§ Work instruction
Retype the whole listing exactly.

§ Material shown
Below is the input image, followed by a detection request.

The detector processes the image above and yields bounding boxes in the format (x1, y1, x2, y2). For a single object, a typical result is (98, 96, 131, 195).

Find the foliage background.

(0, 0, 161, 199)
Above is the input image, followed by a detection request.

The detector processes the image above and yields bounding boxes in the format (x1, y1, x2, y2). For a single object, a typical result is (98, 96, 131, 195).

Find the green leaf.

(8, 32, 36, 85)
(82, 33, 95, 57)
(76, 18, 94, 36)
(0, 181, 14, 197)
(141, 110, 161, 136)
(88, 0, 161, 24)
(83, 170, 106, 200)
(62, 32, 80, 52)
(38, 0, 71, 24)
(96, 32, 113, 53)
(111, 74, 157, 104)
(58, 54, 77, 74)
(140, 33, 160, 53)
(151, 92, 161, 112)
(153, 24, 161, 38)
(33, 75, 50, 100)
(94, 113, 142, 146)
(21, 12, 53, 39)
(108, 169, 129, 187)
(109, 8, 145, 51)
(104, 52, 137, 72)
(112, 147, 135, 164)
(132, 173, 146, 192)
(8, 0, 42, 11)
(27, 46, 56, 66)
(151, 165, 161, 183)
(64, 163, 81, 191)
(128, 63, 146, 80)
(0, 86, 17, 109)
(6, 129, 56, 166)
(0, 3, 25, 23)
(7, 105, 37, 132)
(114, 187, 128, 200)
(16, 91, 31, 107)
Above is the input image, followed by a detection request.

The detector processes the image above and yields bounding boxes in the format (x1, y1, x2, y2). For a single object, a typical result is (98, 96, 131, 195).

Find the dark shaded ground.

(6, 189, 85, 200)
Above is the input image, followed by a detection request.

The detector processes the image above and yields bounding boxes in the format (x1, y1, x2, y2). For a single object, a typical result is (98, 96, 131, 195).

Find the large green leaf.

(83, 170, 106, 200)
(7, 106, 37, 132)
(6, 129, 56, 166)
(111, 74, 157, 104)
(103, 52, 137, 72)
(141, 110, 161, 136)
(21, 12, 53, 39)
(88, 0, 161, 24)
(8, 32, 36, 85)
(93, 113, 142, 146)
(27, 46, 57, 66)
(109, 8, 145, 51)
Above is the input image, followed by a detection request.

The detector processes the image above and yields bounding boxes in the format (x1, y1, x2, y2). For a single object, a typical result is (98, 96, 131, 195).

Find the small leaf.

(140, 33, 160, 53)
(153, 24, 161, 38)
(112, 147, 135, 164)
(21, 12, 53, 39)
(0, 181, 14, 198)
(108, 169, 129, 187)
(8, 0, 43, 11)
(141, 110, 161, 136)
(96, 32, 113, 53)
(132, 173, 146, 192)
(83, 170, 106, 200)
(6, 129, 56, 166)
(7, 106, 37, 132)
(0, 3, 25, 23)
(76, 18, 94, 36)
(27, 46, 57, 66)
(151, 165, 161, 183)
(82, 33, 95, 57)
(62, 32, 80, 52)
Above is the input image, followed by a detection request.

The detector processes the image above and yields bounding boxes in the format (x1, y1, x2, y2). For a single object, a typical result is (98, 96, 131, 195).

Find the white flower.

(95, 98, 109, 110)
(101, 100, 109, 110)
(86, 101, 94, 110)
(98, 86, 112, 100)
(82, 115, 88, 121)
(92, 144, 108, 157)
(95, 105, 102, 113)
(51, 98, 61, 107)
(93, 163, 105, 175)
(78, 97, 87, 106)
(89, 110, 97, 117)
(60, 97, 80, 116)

§ Answer section
Below is the input image, followed by a detection request.

The detector processes the image above and yields bounding boxes in the format (x1, y1, x2, y2). For a single object, a typical result is (98, 96, 131, 195).

Find the foliage background.

(0, 0, 161, 199)
Above is the input image, followed by a detection request.

The detector processes the image above and yields bounding boxes in the format (x1, y1, x2, y2). For a single object, a typical result is (98, 96, 131, 195).

Find the green leaf.

(8, 32, 36, 85)
(82, 33, 95, 57)
(76, 18, 94, 36)
(0, 181, 14, 197)
(141, 110, 161, 136)
(88, 0, 161, 24)
(83, 170, 106, 200)
(62, 32, 80, 52)
(38, 0, 71, 24)
(96, 32, 113, 53)
(111, 74, 157, 104)
(58, 54, 77, 74)
(140, 33, 160, 53)
(151, 92, 161, 112)
(153, 24, 161, 38)
(33, 75, 50, 100)
(94, 113, 142, 146)
(21, 12, 53, 39)
(108, 169, 129, 187)
(109, 8, 145, 51)
(104, 52, 137, 72)
(112, 147, 135, 164)
(132, 173, 146, 192)
(8, 0, 42, 11)
(27, 46, 56, 66)
(151, 165, 161, 183)
(64, 163, 81, 191)
(128, 63, 146, 80)
(0, 86, 17, 109)
(6, 129, 56, 166)
(0, 3, 25, 23)
(7, 105, 37, 132)
(114, 187, 128, 200)
(16, 91, 31, 107)
Above is the input image, followed by a detection request.

The detector processes the image above and yields bounding boxes in the format (x1, y1, x2, y2). For a single object, a typical result is (98, 96, 131, 195).

Find the dark shaded ground.

(6, 189, 85, 200)
Above is the input image, followed by a detection request.

The detector processes the image above and yields bounding boxes in the format (x1, y1, x2, y2). For a single object, a typical result is (98, 96, 131, 195).

Find the large green leaf.

(83, 170, 106, 200)
(7, 106, 37, 132)
(6, 129, 56, 166)
(111, 74, 157, 104)
(103, 52, 137, 72)
(141, 110, 161, 136)
(21, 12, 53, 39)
(88, 0, 161, 24)
(8, 32, 36, 85)
(93, 113, 142, 146)
(27, 46, 57, 66)
(109, 8, 145, 51)
Above is the input image, followed by a detection request.

The detector processes the image above and yields bounding boxes in the format (x1, y1, x2, y2). For a single object, a typical result is (98, 96, 131, 195).

Find the small leaf.

(140, 33, 160, 53)
(153, 24, 161, 38)
(112, 147, 135, 164)
(21, 12, 53, 39)
(0, 181, 14, 198)
(108, 169, 129, 187)
(8, 0, 43, 11)
(141, 110, 161, 136)
(96, 32, 113, 53)
(132, 173, 146, 192)
(83, 170, 106, 200)
(6, 129, 56, 166)
(7, 106, 37, 132)
(0, 3, 25, 23)
(76, 18, 94, 36)
(27, 46, 57, 66)
(151, 165, 161, 183)
(82, 33, 95, 57)
(62, 32, 80, 52)
Above is the input image, followed by a detection request.

The detector processes the image above and yields bounding boxes in the format (x1, y1, x2, y2). For a single object, a typical result is (98, 96, 131, 195).

Find the white flower.

(95, 98, 109, 110)
(101, 100, 109, 110)
(86, 101, 94, 110)
(98, 86, 112, 100)
(82, 115, 88, 121)
(92, 144, 108, 157)
(95, 105, 102, 113)
(51, 98, 61, 107)
(93, 163, 105, 175)
(78, 97, 87, 106)
(89, 110, 97, 117)
(60, 97, 80, 116)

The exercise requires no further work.